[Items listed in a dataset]
● ● ●

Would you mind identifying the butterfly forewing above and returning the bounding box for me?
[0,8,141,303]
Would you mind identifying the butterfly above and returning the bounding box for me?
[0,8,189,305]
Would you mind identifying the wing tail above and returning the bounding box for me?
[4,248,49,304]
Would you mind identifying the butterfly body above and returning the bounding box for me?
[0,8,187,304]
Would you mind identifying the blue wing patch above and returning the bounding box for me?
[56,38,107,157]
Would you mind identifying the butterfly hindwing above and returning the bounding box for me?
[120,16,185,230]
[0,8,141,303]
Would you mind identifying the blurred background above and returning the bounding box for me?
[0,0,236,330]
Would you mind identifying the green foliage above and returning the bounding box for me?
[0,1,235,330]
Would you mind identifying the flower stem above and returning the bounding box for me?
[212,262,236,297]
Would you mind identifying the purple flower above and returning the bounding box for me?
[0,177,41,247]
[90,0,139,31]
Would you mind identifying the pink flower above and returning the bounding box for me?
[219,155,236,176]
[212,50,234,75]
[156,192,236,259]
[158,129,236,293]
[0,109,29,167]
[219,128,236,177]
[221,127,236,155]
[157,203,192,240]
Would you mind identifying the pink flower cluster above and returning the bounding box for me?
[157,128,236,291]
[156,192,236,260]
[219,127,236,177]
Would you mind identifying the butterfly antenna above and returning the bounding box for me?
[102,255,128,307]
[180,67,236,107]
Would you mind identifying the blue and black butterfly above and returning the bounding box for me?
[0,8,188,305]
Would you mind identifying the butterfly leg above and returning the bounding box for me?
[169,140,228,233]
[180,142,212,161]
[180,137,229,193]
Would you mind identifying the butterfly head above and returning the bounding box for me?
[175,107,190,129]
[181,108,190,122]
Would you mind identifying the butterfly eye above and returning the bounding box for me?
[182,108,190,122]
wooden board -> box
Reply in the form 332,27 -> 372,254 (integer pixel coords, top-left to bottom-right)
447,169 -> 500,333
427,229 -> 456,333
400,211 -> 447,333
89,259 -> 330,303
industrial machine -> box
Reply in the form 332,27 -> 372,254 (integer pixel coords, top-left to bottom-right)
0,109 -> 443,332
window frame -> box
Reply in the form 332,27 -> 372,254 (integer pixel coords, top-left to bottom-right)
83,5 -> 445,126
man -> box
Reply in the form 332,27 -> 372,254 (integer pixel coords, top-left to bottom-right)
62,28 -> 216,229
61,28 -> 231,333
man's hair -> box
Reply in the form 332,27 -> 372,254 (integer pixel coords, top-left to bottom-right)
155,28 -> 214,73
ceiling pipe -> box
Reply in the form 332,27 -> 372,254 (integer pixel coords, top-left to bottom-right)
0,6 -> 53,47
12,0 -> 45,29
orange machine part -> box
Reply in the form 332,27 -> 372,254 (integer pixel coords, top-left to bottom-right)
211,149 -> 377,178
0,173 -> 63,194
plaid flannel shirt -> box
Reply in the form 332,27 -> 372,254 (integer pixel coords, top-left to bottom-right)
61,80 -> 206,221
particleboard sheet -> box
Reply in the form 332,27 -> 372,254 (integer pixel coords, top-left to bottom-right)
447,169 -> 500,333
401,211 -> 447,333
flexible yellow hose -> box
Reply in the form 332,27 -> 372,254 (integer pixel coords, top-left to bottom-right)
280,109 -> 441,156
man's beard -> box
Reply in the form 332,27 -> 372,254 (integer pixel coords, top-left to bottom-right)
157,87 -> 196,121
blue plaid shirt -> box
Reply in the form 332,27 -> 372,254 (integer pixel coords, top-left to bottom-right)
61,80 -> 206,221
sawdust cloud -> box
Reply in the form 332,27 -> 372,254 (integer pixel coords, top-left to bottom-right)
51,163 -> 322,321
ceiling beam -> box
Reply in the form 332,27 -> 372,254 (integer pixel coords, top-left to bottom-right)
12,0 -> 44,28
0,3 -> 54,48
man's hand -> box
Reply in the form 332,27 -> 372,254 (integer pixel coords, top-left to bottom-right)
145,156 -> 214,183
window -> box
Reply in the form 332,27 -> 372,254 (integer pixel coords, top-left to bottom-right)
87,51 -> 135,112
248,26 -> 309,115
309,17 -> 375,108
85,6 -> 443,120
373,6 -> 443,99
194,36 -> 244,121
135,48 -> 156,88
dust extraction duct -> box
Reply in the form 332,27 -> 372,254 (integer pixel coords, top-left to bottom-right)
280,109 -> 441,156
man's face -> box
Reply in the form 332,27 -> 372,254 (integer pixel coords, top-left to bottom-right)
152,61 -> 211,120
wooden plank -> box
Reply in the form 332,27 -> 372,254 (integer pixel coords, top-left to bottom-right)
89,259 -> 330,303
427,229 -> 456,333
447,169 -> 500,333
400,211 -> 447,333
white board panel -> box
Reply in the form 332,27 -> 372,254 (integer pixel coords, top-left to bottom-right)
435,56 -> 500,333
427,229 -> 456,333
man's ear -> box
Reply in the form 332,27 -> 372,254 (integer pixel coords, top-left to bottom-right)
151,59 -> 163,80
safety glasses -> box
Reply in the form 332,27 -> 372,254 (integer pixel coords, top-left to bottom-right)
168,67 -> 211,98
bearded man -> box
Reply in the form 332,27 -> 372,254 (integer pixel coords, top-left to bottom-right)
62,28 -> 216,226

● ● ●

[What is being asked] Return a word-for-word copy of the lines above from the one holding "ceiling pipe -> box" through the one holding "man's ear -> box", with both of them included and nothing besides.

[Expected answer]
ceiling pipe -> box
Reply in the form 332,27 -> 372,254 (integer pixel coords, top-left to bottom-right)
0,6 -> 53,47
12,0 -> 45,29
orange machine part -> box
Reply in the form 332,27 -> 372,254 (integer pixel coords, top-left to bottom-right)
211,149 -> 377,178
0,173 -> 63,194
plaid flannel shirt -> box
Reply in the form 332,27 -> 372,254 (integer pixel coords, top-left to bottom-right)
61,80 -> 206,221
particleboard sheet -> box
Reply in the form 332,27 -> 372,254 (integer pixel coords, top-left to bottom-right)
447,169 -> 500,333
401,211 -> 447,333
flexible yellow hose -> box
Reply in the form 332,27 -> 372,254 (integer pixel coords, top-left to bottom-right)
280,109 -> 441,156
man's beard -> box
Reply in the form 332,27 -> 372,254 (integer pixel coords, top-left to bottom-right)
157,87 -> 196,121
blue plaid shirt -> box
Reply in the form 332,27 -> 372,254 (integer pixel coords, top-left to bottom-right)
61,80 -> 206,221
sawdust cloud -> box
Reply in the form 332,27 -> 372,254 (integer pixel coords, top-left to bottom-right)
51,163 -> 322,321
ceiling beam -> box
Reply in the form 332,27 -> 372,254 (integer pixel coords, top-left to bottom-right)
12,0 -> 44,28
0,3 -> 54,48
man's hand -> box
Reply in the form 332,27 -> 372,254 (integer pixel coords, top-left to bottom-right)
145,156 -> 214,183
window -> box
Reply in the form 332,27 -> 372,254 (integer pixel coords, top-left to bottom-right)
87,51 -> 135,112
248,26 -> 309,115
309,17 -> 375,108
85,6 -> 443,120
373,6 -> 443,99
194,36 -> 244,121
135,48 -> 156,88
dust extraction duct -> box
Reply in the form 332,27 -> 372,254 (integer pixel coords, top-left to bottom-right)
280,109 -> 441,156
man's face -> box
Reply in the form 332,27 -> 372,254 (integer pixel coords, top-left to bottom-right)
152,61 -> 211,120
wooden plank -> box
Reply in the form 332,27 -> 372,254 (integer pixel coords, top-left to bottom-right)
89,259 -> 330,303
427,229 -> 456,333
447,169 -> 500,333
400,211 -> 447,333
white board panel -> box
Reply in the form 332,27 -> 372,254 (integer pixel coords, top-left to bottom-right)
435,56 -> 500,333
427,229 -> 456,333
man's ear -> box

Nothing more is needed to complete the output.